Lines before the one containing "Query: <item>asphalt parking lot</item>" are left out; copy that line and every later line through the end of the data exactly.

═════ DATA ROWS

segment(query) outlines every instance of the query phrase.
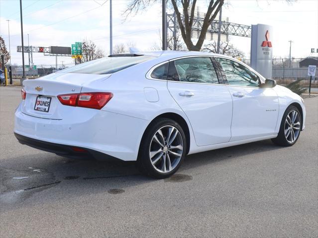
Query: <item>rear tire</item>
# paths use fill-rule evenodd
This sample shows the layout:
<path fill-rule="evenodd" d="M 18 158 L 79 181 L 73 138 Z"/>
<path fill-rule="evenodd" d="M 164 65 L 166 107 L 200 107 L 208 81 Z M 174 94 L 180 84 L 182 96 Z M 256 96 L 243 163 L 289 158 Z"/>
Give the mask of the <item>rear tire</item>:
<path fill-rule="evenodd" d="M 272 141 L 281 146 L 293 146 L 299 138 L 302 122 L 298 109 L 294 106 L 290 106 L 283 116 L 278 136 L 272 139 Z"/>
<path fill-rule="evenodd" d="M 145 132 L 137 165 L 144 174 L 165 178 L 179 169 L 186 156 L 187 141 L 180 125 L 168 118 L 159 118 Z"/>

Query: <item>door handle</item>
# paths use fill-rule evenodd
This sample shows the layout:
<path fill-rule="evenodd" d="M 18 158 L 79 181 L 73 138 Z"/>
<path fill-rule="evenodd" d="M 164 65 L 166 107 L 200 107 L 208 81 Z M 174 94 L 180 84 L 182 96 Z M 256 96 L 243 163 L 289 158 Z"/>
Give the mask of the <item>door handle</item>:
<path fill-rule="evenodd" d="M 244 95 L 241 92 L 234 92 L 233 93 L 233 96 L 237 97 L 242 97 L 244 96 Z"/>
<path fill-rule="evenodd" d="M 179 92 L 179 95 L 182 97 L 192 97 L 194 96 L 194 93 L 190 91 L 185 91 L 184 92 Z"/>

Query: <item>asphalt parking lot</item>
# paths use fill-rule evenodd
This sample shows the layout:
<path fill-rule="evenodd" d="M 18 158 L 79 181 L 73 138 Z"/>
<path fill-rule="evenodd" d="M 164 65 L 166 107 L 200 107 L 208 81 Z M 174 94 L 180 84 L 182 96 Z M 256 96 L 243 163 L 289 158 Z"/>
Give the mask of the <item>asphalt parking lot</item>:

══════════

→ **EXPECTED OUTPUT**:
Query: <item>asphalt parking lot</item>
# paths use fill-rule evenodd
This sample shows the layout:
<path fill-rule="evenodd" d="M 18 158 L 79 181 L 73 138 Z"/>
<path fill-rule="evenodd" d="M 164 65 L 166 107 L 200 107 L 208 81 Z M 174 94 L 180 84 L 182 96 Z M 256 96 L 243 163 L 289 158 Z"/>
Give the mask of the <item>asphalt parking lot</item>:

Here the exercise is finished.